Stored records
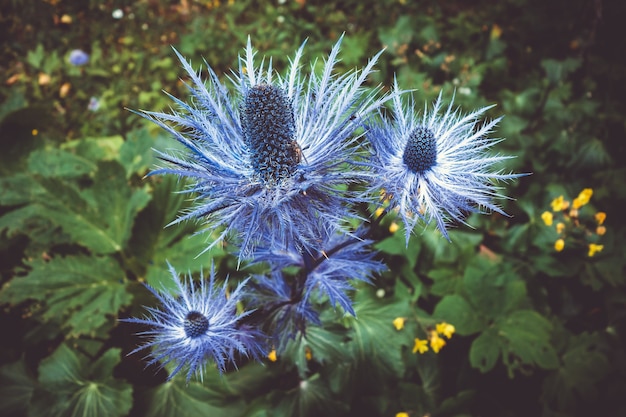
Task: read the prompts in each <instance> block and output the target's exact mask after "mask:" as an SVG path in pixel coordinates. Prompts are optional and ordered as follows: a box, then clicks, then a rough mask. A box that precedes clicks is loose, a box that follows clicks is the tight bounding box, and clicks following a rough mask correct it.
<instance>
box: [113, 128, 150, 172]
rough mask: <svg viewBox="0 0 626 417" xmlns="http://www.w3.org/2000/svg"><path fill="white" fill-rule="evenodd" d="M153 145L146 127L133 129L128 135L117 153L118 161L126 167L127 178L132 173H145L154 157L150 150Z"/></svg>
mask: <svg viewBox="0 0 626 417" xmlns="http://www.w3.org/2000/svg"><path fill="white" fill-rule="evenodd" d="M153 146H155V145H154V138H153V137H152V135H151V134H150V132H149V131H148V129H147V128H143V129H140V130H135V131H133V132H132V133H131V134H129V135H128V137H127V138H126V141H125V142H124V144H123V145H122V147H121V148H120V155H119V161H120V162H121V164H122V165H123V166H124V167H126V177H127V178H130V176H131V175H133V174H139V175H144V174H145V173H146V171H147V170H148V168H150V166H151V165H152V164H153V163H154V161H155V159H156V158H155V156H154V152H153V151H152V147H153Z"/></svg>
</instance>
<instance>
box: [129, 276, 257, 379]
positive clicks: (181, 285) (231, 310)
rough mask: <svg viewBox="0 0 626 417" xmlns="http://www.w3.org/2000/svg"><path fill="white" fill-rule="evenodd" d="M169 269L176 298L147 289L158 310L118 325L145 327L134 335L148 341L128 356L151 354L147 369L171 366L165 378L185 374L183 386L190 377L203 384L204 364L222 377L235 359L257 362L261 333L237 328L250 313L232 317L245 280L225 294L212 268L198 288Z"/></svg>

* _Instruction_
Swap "rough mask" for "coarse mask" everywhere in the material and write the lines out again with nothing else altered. Leave out the pictures.

* _Your response_
Task: read the prompts in each <instance> block and output the target's exact mask after "mask:" as an SVG path in pixel coordinates. Prompts are optional and ordered as follows: a box, then clicks, then a coarse mask. A box that precedes clicks is loose, a box that follows clicks is the tight bounding box, and clicks following a coarse mask correct it.
<instance>
box: [113, 128, 150, 172]
coarse mask: <svg viewBox="0 0 626 417" xmlns="http://www.w3.org/2000/svg"><path fill="white" fill-rule="evenodd" d="M153 145L146 127L133 129L128 135L117 153L118 161L126 167L127 178L132 173H145L154 157L150 150Z"/></svg>
mask: <svg viewBox="0 0 626 417" xmlns="http://www.w3.org/2000/svg"><path fill="white" fill-rule="evenodd" d="M153 146H155V145H154V138H153V137H152V135H151V134H150V132H149V131H148V129H147V128H143V129H140V130H135V131H133V132H132V133H131V134H129V135H128V137H127V138H126V141H125V142H124V144H123V145H122V147H121V148H120V155H119V161H120V162H121V164H122V165H123V166H124V167H126V177H127V178H130V176H131V175H133V174H139V175H144V174H145V173H146V171H147V170H148V168H150V166H151V165H152V164H153V163H154V161H155V159H156V158H155V156H154V152H153V151H152V147H153Z"/></svg>
</instance>
<instance>
box: [129, 276, 257, 379]
positive clicks: (181, 285) (231, 310)
coarse mask: <svg viewBox="0 0 626 417" xmlns="http://www.w3.org/2000/svg"><path fill="white" fill-rule="evenodd" d="M169 269L176 298L147 289L158 310L118 325L145 327L134 335L148 341L128 356L151 354L147 369L171 366L165 378L185 374L183 386L190 377L203 384L204 364L222 377L235 359L257 362L261 333L237 328L250 313L232 317L245 280L225 294L212 268L198 288Z"/></svg>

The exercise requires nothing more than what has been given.